═════ Selected extract

Follow up on this, it looks like if the sync_task(...) method is inside that main loop that goes through the graph (the original for loop in sync_objects(...)), the missing objects get rendered. They go missing again when outside that loop, which makes me wonder if something is getting stale once we leave that loop. Any ideas?

This is the Pavillon scene that I've stripped down to just the grass and trees. When sync_task(...) is *inside* the loop over b_depsgraph.object_instances, you'll see the trees:

But, when it's outside that loop (and inside its own for (parallel or serial) loop), it looks like this:

I'm not sure what's special about the trees in this scene, it looks like they're a part of a collection in the Blender scene file.

EDIT: Looks like they're instances (the trees), is there something else I need to store? I am grabbing the world matrix, what else do I need?

Just want to confirm that when the sync_task(...) call is inside the main for loop, the image is rendered correctly (instances actually get rendered). So this works:

for (b_depsgraph.object_instances.begin(b_instance_iter);
     b_instance_iter != b_depsgraph.object_instances.end() && !cancel;
     ++b_instance_iter) {

    ...
    sync_task(b_depsgraph, b_view_layer, curr_obj, motion_time, false, show_lights, &use_portal);
 }

But this doesn't:

 for (b_depsgraph.object_instances.begin(b_instance_iter);
       b_instance_iter != b_depsgraph.object_instances.end() && !cancel;
       ++b_instance_iter) {

      ...
}

// Loop to do the sync
  for (SyncObject curr_obj : b_accessible_objects) {
        sync_task(b_depsgraph, b_view_layer, curr_obj, motion_time, false, show_lights, &use_portal);
  }

Any ideas what I could be missing?

══════════
═════ Excerpted data

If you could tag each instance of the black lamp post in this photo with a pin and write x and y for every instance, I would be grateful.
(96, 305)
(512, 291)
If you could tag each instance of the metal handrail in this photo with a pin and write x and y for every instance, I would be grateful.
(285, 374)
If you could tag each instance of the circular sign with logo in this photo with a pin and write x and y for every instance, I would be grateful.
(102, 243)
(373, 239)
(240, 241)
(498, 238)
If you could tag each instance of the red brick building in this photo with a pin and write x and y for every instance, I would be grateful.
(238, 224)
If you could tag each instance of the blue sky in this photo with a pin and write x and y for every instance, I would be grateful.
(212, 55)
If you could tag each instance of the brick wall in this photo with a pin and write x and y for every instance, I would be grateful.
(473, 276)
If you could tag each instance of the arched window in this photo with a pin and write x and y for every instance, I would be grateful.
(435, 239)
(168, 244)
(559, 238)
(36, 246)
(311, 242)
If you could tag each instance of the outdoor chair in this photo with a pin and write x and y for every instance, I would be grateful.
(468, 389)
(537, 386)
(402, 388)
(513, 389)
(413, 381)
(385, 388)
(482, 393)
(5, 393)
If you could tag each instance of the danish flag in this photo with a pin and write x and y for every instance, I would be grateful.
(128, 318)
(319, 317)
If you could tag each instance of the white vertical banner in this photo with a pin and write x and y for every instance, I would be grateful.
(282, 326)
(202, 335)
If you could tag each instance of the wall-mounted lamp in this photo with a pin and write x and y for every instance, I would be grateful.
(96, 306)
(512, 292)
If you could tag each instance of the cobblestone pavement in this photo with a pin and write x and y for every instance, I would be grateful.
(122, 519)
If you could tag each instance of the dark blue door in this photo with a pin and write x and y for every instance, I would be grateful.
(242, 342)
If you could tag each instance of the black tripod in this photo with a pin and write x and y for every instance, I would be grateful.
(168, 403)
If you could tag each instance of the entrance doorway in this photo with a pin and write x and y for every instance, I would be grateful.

══════════

**Problems and tasks:**
1. In the forum post on the missing trees, which item does the author say they are already grabbing for the instances?
2. From the forum post on the missing trees, copy the passage that opens with the words "This is the" and closes with "else do I need?".

**Task-by-task solutions:**
1. The world matrix.

2.
This is the Pavillon scene that I've stripped down to just the grass and trees. When sync_task(...) is *inside* the loop over b_depsgraph.object_instances, you'll see the trees:

But, when it's outside that loop (and inside its own for (parallel or serial) loop), it looks like this:

I'm not sure what's special about the trees in this scene, it looks like they're a part of a collection in the Blender scene file.

EDIT: Looks like they're instances (the trees), is there something else I need to store? I am grabbing the world matrix, what else do I need?